- The records -
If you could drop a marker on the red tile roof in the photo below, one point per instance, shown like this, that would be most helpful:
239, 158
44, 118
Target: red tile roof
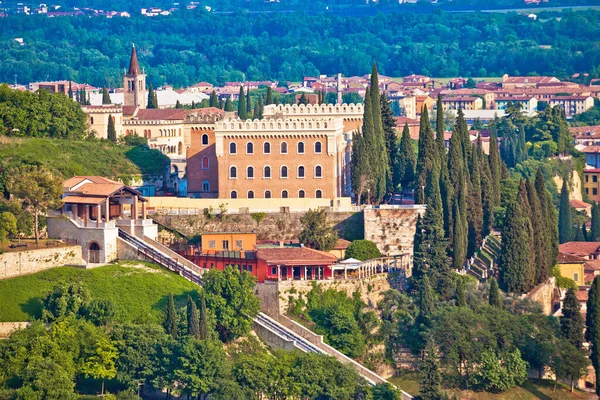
295, 256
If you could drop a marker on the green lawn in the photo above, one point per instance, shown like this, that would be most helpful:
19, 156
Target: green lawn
138, 290
530, 390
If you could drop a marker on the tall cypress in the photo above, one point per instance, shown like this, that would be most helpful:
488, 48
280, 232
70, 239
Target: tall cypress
565, 223
204, 329
494, 297
427, 157
515, 261
170, 322
592, 333
406, 160
105, 96
571, 321
193, 319
242, 114
540, 238
391, 143
111, 132
213, 101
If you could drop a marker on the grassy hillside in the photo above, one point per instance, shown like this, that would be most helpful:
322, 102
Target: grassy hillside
138, 290
71, 157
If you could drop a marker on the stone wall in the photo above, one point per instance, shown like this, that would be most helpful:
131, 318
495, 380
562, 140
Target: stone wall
275, 226
18, 263
392, 228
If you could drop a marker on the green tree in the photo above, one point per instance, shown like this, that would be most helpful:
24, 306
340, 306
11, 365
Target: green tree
317, 232
170, 322
105, 96
8, 226
193, 319
515, 260
431, 377
362, 250
571, 321
405, 165
101, 363
230, 296
242, 107
592, 321
494, 296
111, 132
36, 189
565, 223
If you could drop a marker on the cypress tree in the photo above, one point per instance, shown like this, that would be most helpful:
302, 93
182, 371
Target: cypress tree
228, 105
494, 298
405, 167
214, 101
551, 222
540, 254
571, 322
242, 114
391, 144
595, 233
170, 322
565, 223
111, 132
427, 157
193, 319
474, 206
204, 329
431, 378
105, 96
592, 333
461, 299
515, 259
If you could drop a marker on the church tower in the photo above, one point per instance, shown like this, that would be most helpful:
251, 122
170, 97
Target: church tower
134, 83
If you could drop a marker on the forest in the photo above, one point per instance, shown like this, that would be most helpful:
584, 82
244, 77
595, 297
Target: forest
184, 48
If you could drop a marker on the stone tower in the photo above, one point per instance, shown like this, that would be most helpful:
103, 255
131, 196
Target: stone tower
134, 83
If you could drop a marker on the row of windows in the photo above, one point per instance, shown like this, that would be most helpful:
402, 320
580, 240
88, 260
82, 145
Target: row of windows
283, 148
284, 194
283, 172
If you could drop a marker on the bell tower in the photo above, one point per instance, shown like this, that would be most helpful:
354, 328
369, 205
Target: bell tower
134, 83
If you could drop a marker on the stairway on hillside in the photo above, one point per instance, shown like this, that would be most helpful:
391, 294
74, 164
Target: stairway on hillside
483, 264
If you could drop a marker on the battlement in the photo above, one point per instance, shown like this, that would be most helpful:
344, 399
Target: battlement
346, 110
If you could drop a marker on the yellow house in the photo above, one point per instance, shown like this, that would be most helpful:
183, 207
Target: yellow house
228, 241
572, 267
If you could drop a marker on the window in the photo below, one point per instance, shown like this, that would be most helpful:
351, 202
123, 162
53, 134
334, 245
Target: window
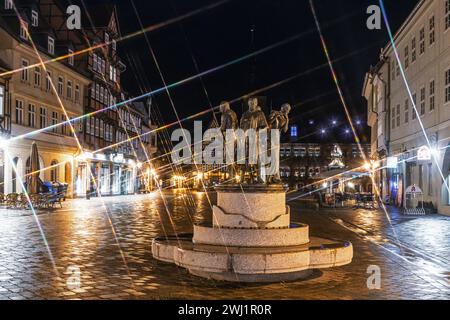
51, 45
420, 176
37, 77
293, 131
447, 14
2, 100
69, 89
60, 85
406, 57
393, 70
19, 112
430, 179
398, 115
42, 117
432, 98
23, 29
422, 101
54, 122
432, 26
8, 4
71, 59
422, 41
77, 93
24, 73
406, 111
48, 85
31, 115
54, 171
447, 86
393, 117
34, 18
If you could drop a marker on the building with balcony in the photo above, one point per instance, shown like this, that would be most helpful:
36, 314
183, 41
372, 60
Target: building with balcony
103, 153
39, 96
410, 119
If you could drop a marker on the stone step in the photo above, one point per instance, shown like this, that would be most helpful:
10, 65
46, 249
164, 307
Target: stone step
223, 262
298, 234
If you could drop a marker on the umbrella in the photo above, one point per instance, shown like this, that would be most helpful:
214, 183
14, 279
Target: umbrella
33, 180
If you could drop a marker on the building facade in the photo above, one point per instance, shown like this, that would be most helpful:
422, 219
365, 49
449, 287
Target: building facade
412, 142
39, 96
105, 151
306, 165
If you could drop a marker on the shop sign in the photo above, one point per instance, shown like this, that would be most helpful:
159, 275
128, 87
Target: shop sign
424, 154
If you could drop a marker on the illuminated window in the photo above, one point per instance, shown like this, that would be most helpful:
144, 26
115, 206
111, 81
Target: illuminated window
24, 73
447, 86
60, 85
42, 117
19, 112
77, 93
406, 57
54, 121
51, 45
48, 85
69, 89
24, 30
447, 14
37, 77
413, 49
422, 41
8, 4
432, 92
293, 131
31, 115
432, 27
422, 101
2, 100
34, 18
71, 58
406, 111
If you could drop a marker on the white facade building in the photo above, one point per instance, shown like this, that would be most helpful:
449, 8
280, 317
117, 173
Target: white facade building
423, 45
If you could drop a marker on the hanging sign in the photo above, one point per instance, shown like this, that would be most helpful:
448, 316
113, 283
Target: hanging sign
424, 154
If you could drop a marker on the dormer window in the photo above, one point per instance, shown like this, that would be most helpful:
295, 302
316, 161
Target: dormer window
71, 57
51, 45
34, 18
8, 4
24, 30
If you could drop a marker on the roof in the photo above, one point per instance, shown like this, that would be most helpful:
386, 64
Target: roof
405, 24
4, 66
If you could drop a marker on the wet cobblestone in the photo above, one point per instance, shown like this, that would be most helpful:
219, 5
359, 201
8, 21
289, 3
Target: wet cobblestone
108, 241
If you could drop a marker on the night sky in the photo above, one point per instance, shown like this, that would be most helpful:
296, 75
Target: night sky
223, 34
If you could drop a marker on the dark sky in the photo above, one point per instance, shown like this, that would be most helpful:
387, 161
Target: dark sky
223, 34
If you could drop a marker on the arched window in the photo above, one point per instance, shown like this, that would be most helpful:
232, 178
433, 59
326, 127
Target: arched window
14, 174
68, 173
54, 171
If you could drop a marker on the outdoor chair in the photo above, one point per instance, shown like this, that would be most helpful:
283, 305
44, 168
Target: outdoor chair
11, 200
36, 200
23, 201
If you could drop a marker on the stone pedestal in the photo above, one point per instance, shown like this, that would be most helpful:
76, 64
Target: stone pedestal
251, 240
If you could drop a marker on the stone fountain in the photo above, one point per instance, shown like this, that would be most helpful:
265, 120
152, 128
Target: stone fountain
251, 238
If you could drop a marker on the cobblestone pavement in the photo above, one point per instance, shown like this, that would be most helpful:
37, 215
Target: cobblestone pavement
108, 241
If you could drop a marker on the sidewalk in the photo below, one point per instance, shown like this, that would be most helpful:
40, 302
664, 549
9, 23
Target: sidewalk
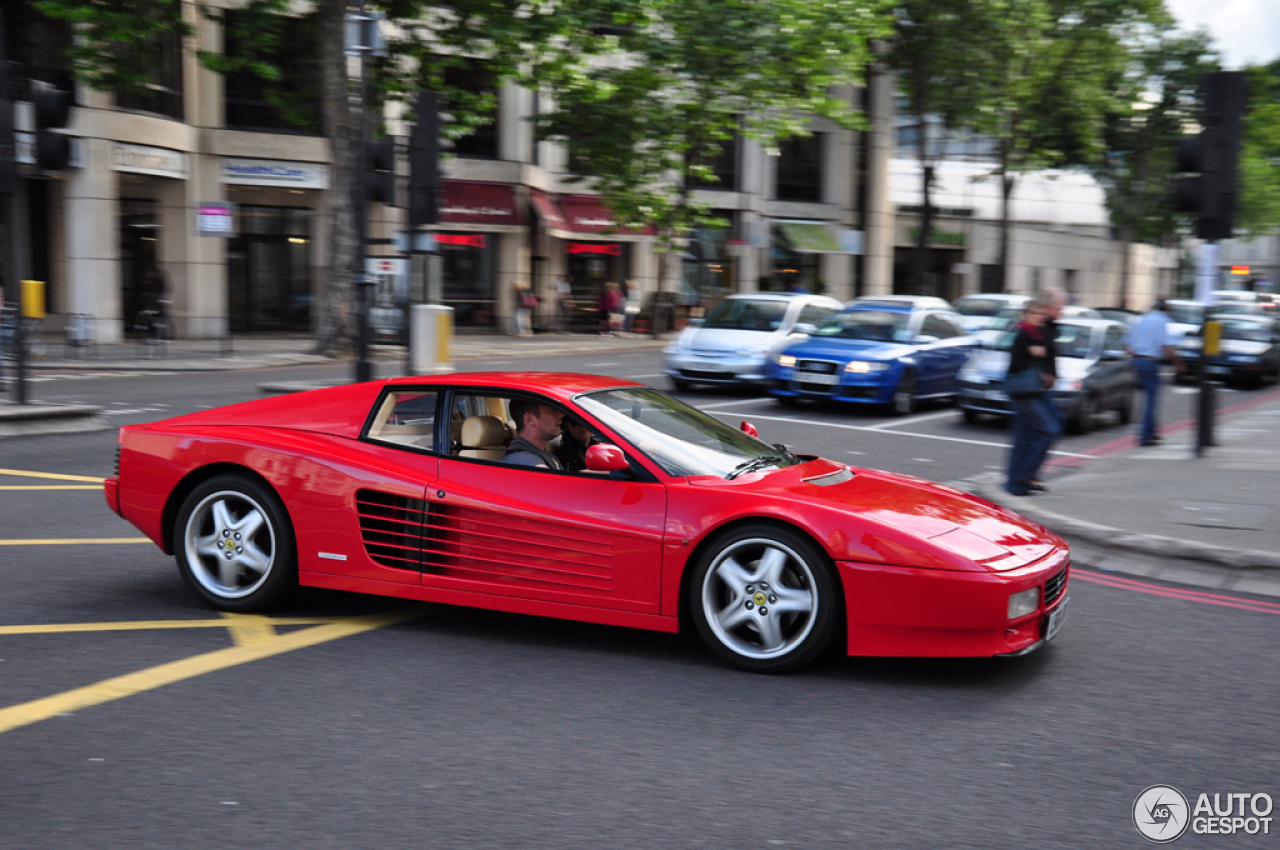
1161, 512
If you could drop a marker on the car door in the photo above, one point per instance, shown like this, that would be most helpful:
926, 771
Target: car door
549, 535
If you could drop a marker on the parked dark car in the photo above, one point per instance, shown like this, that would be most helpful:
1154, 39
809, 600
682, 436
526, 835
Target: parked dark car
1093, 375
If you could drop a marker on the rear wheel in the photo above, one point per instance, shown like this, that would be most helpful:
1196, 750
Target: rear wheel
763, 599
234, 545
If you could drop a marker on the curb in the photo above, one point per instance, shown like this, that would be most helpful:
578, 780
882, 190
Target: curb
1112, 538
22, 420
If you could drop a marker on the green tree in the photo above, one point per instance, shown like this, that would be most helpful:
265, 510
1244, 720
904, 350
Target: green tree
685, 77
1260, 154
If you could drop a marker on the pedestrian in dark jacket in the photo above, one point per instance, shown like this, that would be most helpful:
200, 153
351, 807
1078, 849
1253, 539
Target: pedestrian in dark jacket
1036, 420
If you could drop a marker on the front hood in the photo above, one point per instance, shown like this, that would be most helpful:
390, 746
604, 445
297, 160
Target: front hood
828, 348
905, 521
723, 339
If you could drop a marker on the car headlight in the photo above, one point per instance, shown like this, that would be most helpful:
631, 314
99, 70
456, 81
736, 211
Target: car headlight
863, 368
1023, 603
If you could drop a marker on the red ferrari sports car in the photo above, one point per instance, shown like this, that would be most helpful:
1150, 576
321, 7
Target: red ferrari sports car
400, 488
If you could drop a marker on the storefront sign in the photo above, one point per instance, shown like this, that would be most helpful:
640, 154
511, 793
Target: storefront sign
144, 159
608, 248
461, 240
215, 218
295, 176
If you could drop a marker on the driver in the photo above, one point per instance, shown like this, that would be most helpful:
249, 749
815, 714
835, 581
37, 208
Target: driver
536, 425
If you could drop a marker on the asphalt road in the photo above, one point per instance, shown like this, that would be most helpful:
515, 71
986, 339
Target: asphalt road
456, 729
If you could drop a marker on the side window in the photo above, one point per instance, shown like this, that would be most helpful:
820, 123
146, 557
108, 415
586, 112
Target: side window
406, 417
813, 314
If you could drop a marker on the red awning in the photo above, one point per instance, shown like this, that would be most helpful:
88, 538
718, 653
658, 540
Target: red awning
586, 215
472, 202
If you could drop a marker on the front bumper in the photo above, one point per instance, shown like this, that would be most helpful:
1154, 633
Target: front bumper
721, 369
909, 612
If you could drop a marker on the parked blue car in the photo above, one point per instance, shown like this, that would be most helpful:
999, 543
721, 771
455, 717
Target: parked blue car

- Problem -
Line by line, check the listing above for the string "below" and say how many lines have it, giving the number alone.

- Response area -
3